Lupus sotto controllo grazie a diagnosi precoce e farmaci innovativi 

Scatena un “esercito” di autoanticorpi che prendono di mira i nostri tessuti invece degli agenti patogeni esterni, diffondendosi potenzialmente in tutto l’organismo e producendo infiammazione. Può colpire qualsiasi organo o apparato, dalle articolazioni alla cute, dai reni alle membrane che ricoprono cuore e polmoni, fino al sistema nervoso centrale. È il Lupus Eritematoso Sistemico (LES), anche detta malattia “dai mille volti”. In Italia ne soffrono circa 40.000 persone, nel mondo 5 milioni, in nove casi su dieci donne, spesso in età fertile. Negli ultimi anni, il paradigma terapeutico del LES è stato rivoluzionato dall’introduzione di nuovi farmaci capaci di cambiare la storia clinica. In più, grazie alla diagnosi precoce, che intercetta la malattia quando non ha ancora prodotto danni agli organi, e alla prevenzione attiva tra i soggetti più a rischio (come i familiari dei pazienti, che hanno una probabilità di ammalarsi del 10%), la possibilità di ritardare, modulare e tenere sotto controllo il Lupus per crescenti periodi di tempo è oggi sempre più concreta.

In occasione della Giornata Mondiale (10 maggio) dedicata ad accendere i riflettori sulla malattia, la Società Italiana di Reumatologia (SIR) e il Gruppo LES Italiano ODV, uniscono le voci per sensibilizzare su luci e ombre di una condizione emblematica della complessità dell’intero universo delle malattie reumatologiche.

“Viviamo un periodo di grande fermento e innovazione nell’ambito di questa malattia”, dichiara Rosa Pelissero, Presidente del Gruppo LES, associazione che da quasi 40 anni supporta e dà ascolto a persone con Lupus e loro caregiver in tutta Italia. “Grazie ai progressi della ricerca, ricevere una diagnosi oggi è tutt’altra storia rispetto a dieci o venti anni fa. Ma continuiamo a raccogliere testimonianze di una convivenza non facile con la malattia: stanchezza, dolori diffusi, difficoltà a trovare ascolto e comprensione nei vari ambiti relazionali, tra cui il lavoro e la scuola. Tutto porta i pazienti a sperimentare un malessere che non è solo fisico ma anche psicologico. Alcune persone faticano ad accettare la diagnosi e a parlarne. C’è perfino chi chiede se il Lupus sia contagioso. Servono ancora molte informazioni su questa patologia, guidando i pazienti in un percorso che li accolga e aumenta la loro consapevolezza delle opzioni oggi disponibili”.

● **Elenco delle voci**
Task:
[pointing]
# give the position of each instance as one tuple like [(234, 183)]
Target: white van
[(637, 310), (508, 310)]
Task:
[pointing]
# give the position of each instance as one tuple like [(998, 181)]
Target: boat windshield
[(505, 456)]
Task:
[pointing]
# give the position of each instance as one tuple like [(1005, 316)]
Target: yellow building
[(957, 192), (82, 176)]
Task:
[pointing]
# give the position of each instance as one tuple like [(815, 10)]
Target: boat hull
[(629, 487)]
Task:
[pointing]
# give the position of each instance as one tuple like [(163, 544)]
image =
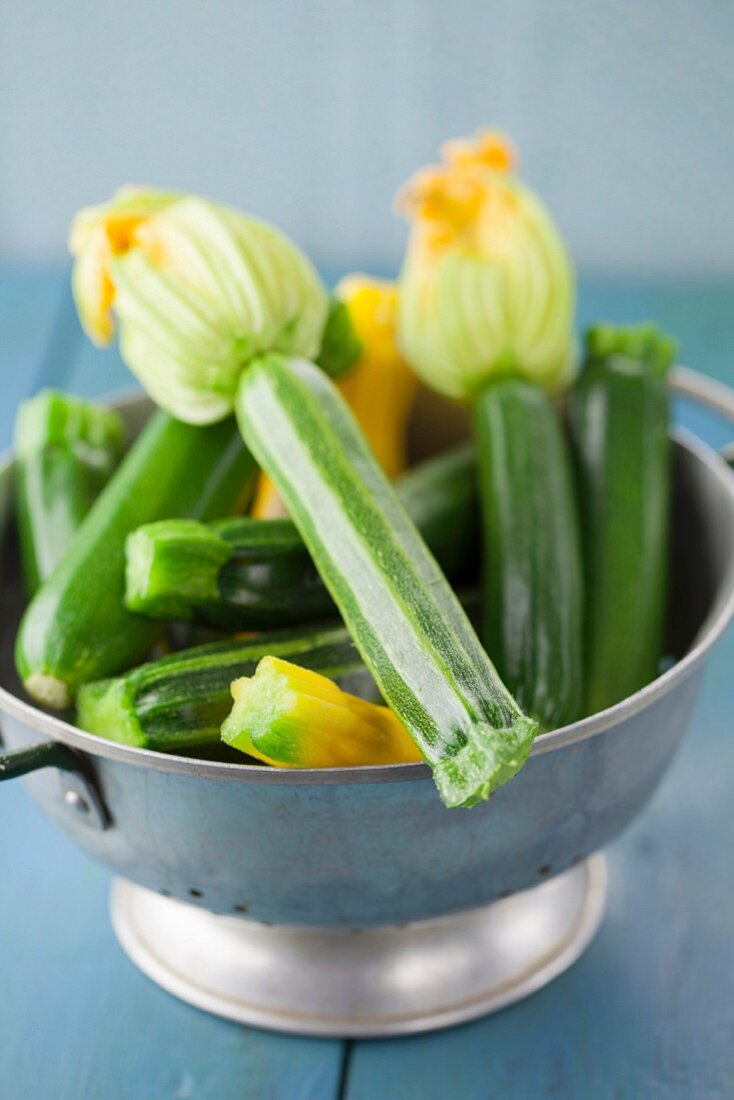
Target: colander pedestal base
[(387, 980)]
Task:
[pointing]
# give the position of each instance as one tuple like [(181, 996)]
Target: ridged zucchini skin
[(533, 576), (250, 574), (66, 449), (76, 628), (405, 619), (619, 418), (179, 702)]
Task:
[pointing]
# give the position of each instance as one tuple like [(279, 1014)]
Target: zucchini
[(533, 579), (181, 701), (405, 619), (295, 717), (250, 574), (66, 449), (619, 417), (76, 627)]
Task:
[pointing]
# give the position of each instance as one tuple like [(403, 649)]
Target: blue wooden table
[(647, 1012)]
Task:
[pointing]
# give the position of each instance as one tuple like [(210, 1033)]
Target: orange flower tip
[(489, 149)]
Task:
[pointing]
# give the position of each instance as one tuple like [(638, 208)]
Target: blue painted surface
[(647, 1013), (314, 113)]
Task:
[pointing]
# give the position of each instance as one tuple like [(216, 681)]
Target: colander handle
[(709, 392), (78, 789)]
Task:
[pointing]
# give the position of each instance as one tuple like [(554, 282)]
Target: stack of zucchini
[(131, 567), (558, 508)]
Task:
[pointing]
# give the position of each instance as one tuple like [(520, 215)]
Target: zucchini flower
[(486, 287), (197, 289), (294, 717)]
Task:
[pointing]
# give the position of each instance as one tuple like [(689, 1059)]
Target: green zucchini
[(405, 619), (76, 627), (619, 418), (340, 345), (179, 702), (533, 579), (66, 449), (250, 574)]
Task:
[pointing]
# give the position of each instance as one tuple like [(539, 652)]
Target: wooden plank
[(648, 1011), (80, 1021)]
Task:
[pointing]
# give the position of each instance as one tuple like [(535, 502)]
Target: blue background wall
[(311, 112)]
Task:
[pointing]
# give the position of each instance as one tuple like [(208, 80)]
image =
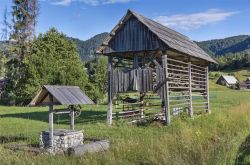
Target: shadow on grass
[(243, 152), (9, 139), (87, 116)]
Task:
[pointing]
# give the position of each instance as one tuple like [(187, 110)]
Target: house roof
[(230, 79), (62, 95), (171, 38)]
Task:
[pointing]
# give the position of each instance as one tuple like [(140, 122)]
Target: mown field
[(219, 138)]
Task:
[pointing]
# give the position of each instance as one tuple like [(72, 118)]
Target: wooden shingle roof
[(171, 38), (62, 95)]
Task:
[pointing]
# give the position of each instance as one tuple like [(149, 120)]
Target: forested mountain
[(87, 48), (228, 45), (216, 47)]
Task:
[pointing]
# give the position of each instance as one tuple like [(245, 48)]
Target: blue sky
[(197, 19)]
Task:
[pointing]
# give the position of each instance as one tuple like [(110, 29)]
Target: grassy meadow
[(219, 138)]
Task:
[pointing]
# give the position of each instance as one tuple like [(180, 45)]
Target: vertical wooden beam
[(207, 90), (110, 86), (190, 89), (72, 118), (142, 105), (166, 89), (51, 120)]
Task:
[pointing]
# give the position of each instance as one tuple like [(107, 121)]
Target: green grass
[(240, 74), (218, 138)]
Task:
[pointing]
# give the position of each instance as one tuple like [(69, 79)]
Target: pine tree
[(53, 60), (6, 26)]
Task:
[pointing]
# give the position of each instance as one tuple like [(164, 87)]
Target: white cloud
[(62, 2), (116, 1), (88, 2), (195, 20)]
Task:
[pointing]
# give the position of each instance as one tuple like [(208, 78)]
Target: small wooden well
[(50, 95)]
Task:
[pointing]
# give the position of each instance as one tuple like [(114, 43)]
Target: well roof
[(62, 95)]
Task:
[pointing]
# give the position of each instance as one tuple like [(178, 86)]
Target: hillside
[(224, 46), (87, 48), (216, 47)]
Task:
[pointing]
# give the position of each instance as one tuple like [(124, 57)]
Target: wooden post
[(110, 86), (166, 89), (190, 90), (207, 90), (51, 120), (72, 118), (142, 105)]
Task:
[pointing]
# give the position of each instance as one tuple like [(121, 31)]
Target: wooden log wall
[(187, 86)]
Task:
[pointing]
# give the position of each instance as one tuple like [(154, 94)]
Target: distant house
[(227, 80), (245, 84)]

● **Attività da svolgere**
1: Rispondi a queste domande sull'articolo sul lupus:
(a) Quante persone soffrono di Lupus Eritematoso Sistemico in Italia?
(b) In quale giorno cade la Giornata Mondiale dedicata alla malattia?
(c) Chi è la Presidente del Gruppo LES?
2: Prosegui l'articolo sul lupus a partire dal punto in cui si interrompe.
Le voci provengono da una fonte diversa.

● **Soluzioni**
1:
(a) Circa 40.000 persone.
(b) Il 10 maggio.
(c) Rosa Pelissero.

2:
“Il vero grande scoglio – aggiunge Pelissero – resta quello del ritardo diagnostico e dell’accesso alle cure. Possono volerci fino a 20 mesi per avere una diagnosi. E anche dopo averla ricevuta possono esserci rallentamenti e difficoltà nell’avviare i trattamenti a causa delle lunghe liste d’attesa per visite ed esami specialistici. C’è poi il problema di assicurare ai pazienti continuità terapeutica, ad esempio con la possibilità di avere uno specialista di riferimento o con ambulatori di transizione per gestire il passaggio dalla pediatria al mondo degli adulti. Il Lupus è l’esempio concreto di come un sistema sanitario pubblico che funziona può fare davvero la differenza nell’esistenza delle persone, perché poter accedere a una cura adeguata nei tempi giusti significa non solo stare bene, ma anche avere una vita attiva, un lavoro, una famiglia”.